>> start INPUT ROWS

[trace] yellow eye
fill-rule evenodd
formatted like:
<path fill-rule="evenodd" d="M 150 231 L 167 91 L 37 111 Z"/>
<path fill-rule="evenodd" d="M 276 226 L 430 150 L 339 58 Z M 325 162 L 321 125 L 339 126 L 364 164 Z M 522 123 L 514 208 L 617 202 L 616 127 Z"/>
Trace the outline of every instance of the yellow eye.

>> end INPUT ROWS

*WORK TO COMPLETE*.
Could you echo the lines above back word for word, keeping every character, space and line break the same?

*SOLUTION*.
[trace] yellow eye
fill-rule evenodd
formatted like:
<path fill-rule="evenodd" d="M 150 231 L 167 91 L 37 111 Z"/>
<path fill-rule="evenodd" d="M 276 226 L 430 150 L 339 58 Z M 325 162 L 321 125 L 339 126 L 364 164 Z M 522 123 L 514 208 L 617 202 L 616 127 Z"/>
Trace the outline of every instance of the yellow eye.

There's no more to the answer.